- Task input:
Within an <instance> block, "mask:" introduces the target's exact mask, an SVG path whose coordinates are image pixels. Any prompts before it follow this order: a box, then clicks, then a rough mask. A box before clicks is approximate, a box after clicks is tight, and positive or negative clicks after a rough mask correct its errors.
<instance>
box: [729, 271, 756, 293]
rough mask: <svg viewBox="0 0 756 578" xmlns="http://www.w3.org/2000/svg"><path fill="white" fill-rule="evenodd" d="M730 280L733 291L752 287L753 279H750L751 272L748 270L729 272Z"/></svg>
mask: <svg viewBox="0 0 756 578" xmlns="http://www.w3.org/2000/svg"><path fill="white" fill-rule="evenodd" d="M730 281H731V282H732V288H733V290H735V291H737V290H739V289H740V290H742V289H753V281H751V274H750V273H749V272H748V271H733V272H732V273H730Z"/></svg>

- The task: Your task is to copy every line in the entries that holds the string "instance".

- Expected answer:
Within an <instance> block, "mask:" introduces the target's exact mask, an SVG path whose coordinates are image pixels. Any prompts before it follow this order: a box, then clicks, then a rough mask. A box before clicks is approximate, a box after clicks is tight, and positive or negative clicks after a rough mask correct its errors.
<instance>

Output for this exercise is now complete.